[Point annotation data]
────

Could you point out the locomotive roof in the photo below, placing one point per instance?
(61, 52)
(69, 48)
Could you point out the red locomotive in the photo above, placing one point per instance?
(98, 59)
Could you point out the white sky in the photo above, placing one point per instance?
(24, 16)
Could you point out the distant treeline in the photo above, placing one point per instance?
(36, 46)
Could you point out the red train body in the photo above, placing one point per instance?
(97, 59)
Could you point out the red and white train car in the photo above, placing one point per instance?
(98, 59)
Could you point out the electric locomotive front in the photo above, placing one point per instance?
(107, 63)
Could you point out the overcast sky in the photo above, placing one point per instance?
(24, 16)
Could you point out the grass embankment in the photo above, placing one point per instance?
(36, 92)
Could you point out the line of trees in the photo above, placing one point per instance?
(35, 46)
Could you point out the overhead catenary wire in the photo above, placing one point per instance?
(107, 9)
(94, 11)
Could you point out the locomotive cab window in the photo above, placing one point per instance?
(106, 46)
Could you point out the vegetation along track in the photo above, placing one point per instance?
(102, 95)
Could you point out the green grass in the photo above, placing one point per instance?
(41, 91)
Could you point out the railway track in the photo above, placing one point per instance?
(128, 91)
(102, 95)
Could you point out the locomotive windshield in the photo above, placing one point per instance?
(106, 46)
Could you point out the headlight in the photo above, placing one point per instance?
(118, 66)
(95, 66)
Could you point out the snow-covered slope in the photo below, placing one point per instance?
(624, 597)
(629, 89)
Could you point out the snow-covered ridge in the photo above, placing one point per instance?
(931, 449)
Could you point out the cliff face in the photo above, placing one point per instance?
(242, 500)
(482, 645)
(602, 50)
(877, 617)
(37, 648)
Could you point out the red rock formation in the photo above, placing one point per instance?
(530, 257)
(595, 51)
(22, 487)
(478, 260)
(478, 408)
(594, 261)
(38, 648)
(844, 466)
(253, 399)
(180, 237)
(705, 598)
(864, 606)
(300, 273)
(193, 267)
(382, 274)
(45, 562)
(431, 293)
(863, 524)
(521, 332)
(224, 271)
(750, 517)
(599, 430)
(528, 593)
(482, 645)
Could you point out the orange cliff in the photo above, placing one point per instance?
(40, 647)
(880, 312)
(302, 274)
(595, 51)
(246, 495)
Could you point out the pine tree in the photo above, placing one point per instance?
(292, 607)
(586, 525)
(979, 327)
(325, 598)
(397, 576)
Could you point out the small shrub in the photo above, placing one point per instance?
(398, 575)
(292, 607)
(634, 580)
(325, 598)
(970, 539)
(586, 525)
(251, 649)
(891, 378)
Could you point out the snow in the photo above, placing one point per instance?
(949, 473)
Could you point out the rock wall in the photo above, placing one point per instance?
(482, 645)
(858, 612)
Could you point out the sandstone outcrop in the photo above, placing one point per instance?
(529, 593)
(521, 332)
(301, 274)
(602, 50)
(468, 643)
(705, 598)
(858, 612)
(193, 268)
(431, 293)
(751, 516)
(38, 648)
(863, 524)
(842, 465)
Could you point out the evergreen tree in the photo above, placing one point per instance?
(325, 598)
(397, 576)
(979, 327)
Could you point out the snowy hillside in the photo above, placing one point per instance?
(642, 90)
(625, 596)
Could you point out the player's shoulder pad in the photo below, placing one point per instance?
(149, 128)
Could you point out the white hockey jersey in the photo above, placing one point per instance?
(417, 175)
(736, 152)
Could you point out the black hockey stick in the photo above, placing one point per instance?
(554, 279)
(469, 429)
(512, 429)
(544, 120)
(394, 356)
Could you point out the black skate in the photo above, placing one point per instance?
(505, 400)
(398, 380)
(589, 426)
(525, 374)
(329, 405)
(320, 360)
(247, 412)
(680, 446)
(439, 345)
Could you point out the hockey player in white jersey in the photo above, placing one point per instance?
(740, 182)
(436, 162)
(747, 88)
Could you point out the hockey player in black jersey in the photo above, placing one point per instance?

────

**WRITTEN PROBLEM**
Put every one of the lines above into a numbered list, leaving out any blank lines.

**RESULT FOR THIS TASK**
1. Could you point out the locomotive roof in the photo below, placing one point per instance?
2. (61, 52)
3. (69, 48)
4. Could you point out the red locomotive in the photo above, placing one point per instance?
5. (98, 59)
6. Could you point out the white sky in the photo above, placing one point per instance?
7. (24, 16)
8. Could you point out the distant treeline in the photo above, placing one point per instance?
9. (36, 46)
10. Could you point out the red train body in the photo above, placing one point per instance?
11. (97, 59)
12. Could you point out the red and white train car in the photo above, placing one point per instance?
13. (98, 59)
14. Could you point out the electric locomotive front in the photo above, placing one point per instance?
15. (107, 63)
16. Could you point out the overcast sky in the photo above, placing one point per instance?
17. (24, 16)
18. Could you point out the grass embankment in the photo above, placing one point per instance?
19. (36, 92)
20. Could you point out the line of trees in the photo above, placing one point per instance?
21. (35, 46)
22. Could you point out the overhead catenary wire in the photo above, placing one point per instance?
23. (107, 9)
24. (94, 11)
25. Could you point out the locomotive cab window in the photo above, placing one point per instance?
26. (106, 46)
27. Could you point out the vegetation along track in the photo above, placing one point per instance?
28. (102, 95)
29. Could you point out the green grass in the photo above, placing one point per instance?
30. (41, 91)
31. Could you point out the railway track in the photo above, placing one point per instance?
32. (128, 91)
33. (102, 95)
34. Could you point out the locomotive windshield in the photo above, placing one point per instance?
35. (106, 46)
36. Could you point out the headlight in the photo above, placing one point per instance?
37. (118, 66)
38. (95, 66)
39. Could you point out the snow-covered slope in the photo below, placing one point per instance?
40. (624, 597)
41. (629, 89)
42. Could you point out the snow-covered ridge in the photo above, placing one point per instance?
43. (931, 449)
44. Could you point out the cliff face in the photo above, placing one point per instance?
45. (242, 500)
46. (482, 645)
47. (602, 50)
48. (877, 617)
49. (37, 648)
50. Could you point out the red rock formation in the photo above, placing one point per instance?
51. (530, 257)
52. (595, 51)
53. (22, 487)
54. (478, 260)
55. (478, 408)
56. (594, 261)
57. (38, 648)
58. (844, 466)
59. (253, 399)
60. (180, 237)
61. (705, 598)
62. (864, 606)
63. (300, 273)
64. (193, 267)
65. (382, 274)
66. (45, 562)
67. (431, 293)
68. (863, 524)
69. (521, 332)
70. (224, 271)
71. (750, 517)
72. (599, 430)
73. (528, 593)
74. (482, 645)
75. Could you point out the orange cliff in the photo above, placing one point per instance?
76. (40, 647)
77. (880, 312)
78. (302, 274)
79. (595, 51)
80. (246, 495)
81. Could you point out the pine tree in the photo above, placing one point per instance?
82. (292, 607)
83. (586, 525)
84. (979, 327)
85. (325, 598)
86. (397, 576)
87. Could you point out the small shrub in the photo above, placing one point per instance?
88. (398, 575)
89. (292, 607)
90. (634, 580)
91. (325, 598)
92. (970, 539)
93. (586, 525)
94. (251, 649)
95. (891, 378)
96. Could you point out the snow in the photo above, placing one point per instance?
97. (949, 473)
98. Could you point out the rock wall in the photo above, placing one point per instance?
99. (482, 645)
100. (858, 612)
101. Could you point out the sandstone outcrop in the photo above, placing one point per instance?
102. (529, 593)
103. (521, 332)
104. (301, 274)
105. (602, 50)
106. (468, 643)
107. (705, 598)
108. (858, 612)
109. (193, 268)
110. (431, 293)
111. (751, 516)
112. (38, 648)
113. (863, 524)
114. (842, 465)
115. Could you point out the evergreen tree in the photo above, placing one point per instance?
116. (325, 598)
117. (397, 576)
118. (979, 327)
119. Could you point out the snowy hillside in the photo above, placing one point per instance?
120. (642, 90)
121. (625, 596)
122. Could you point out the player's shoulder pad in the photo below, placing one point per instance?
123. (149, 128)
124. Could you point out the white hockey jersey in the photo above, placing one point per instance?
125. (417, 175)
126. (736, 152)
127. Could you point out the black hockey stick in the photo above, placing one point per instance?
128. (554, 279)
129. (469, 429)
130. (512, 429)
131. (544, 120)
132. (394, 356)
133. Could you point out the black skate in the photo above, placing one point per instance?
134. (505, 400)
135. (398, 380)
136. (589, 426)
137. (525, 374)
138. (329, 405)
139. (320, 360)
140. (247, 412)
141. (680, 446)
142. (439, 345)
143. Could you point out the hockey player in white jersey in the photo above, placing one point per instance?
144. (740, 182)
145. (436, 162)
146. (747, 88)
147. Could you point out the hockey player in black jersey in the photo above, placing one point per instance?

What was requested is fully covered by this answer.